TEXT UNDER STUDY =>
--- START ---
Williams takes issue with how the paper reported a study about cellular phones and the risk of brain cancer and how it reported on a Harvard study about bacon and heart disease.


Photo by GoodNCrazy via Flickr

She points out that, in the cell phone study, “there were 10 usage groups, ranging from very low to very high. In the very highest group – those reporting using their phone for 12 or more hours a day – there was a raised chance of both glioma and meningioma.” Williams and the study’s author agree that level of use is improbable.

While other papers reported that the study did not find a statistically significant increase in risk, The Daily Mail ran the story with a headline that says “Long conversations on mobile phones can increase risk of cancer, suggests 10-year study.” She also notes that a dose response is missing and that there is no evidence that radio waves – emitted by cell phones – cause cancer.

In the story about bacon and heart disease – which runs with a headline that declares “A bacon sandwich a day raises risk of heart disease by half” – she notes the Daily Mail reports “the risk of heart disease goes up by 42% with every two-ounce (about 56g) serving of processed meat.” Williams calls the 42 percent increase as small in epidemiological terms. The Daily Mail also doesn’t tell readers if that is the absolute risk or the relative risk.

Williams, who calls such stories “thrill-tainment,” concludes that “Health journalism (and it’s not just the Mail) needs more scientific credibility, even to function as entertainment.”
--- END ---
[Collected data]
--- START ---
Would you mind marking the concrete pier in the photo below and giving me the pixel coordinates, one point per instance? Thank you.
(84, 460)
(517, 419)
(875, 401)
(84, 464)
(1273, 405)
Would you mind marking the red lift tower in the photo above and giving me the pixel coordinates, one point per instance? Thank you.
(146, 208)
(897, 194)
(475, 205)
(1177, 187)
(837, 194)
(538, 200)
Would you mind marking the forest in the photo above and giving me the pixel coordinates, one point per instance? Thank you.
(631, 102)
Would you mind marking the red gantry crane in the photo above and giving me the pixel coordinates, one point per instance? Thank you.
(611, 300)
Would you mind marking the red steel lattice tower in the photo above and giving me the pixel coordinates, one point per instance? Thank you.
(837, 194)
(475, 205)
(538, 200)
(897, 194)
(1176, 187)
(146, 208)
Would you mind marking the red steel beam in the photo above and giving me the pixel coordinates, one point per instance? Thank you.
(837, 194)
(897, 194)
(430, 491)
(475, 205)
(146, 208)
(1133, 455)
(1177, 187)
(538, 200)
--- END ---
TASKS FOR THIS EXERCISE =>
a) From the health-reporting passage, output the words from "In the story" up to and including "the relative risk.".
b) According to the health-reporting passage, in the cell phone study, how many hours a day of phone use did people in the very highest usage group report?

TASK-BY-TASK RESULTS =>
a)
In the story about bacon and heart disease – which runs with a headline that declares “A bacon sandwich a day raises risk of heart disease by half” – she notes the Daily Mail reports “the risk of heart disease goes up by 42% with every two-ounce (about 56g) serving of processed meat.” Williams calls the 42 percent increase as small in epidemiological terms. The Daily Mail also doesn’t tell readers if that is the absolute risk or the relative risk.

b) 12 or more hours a day.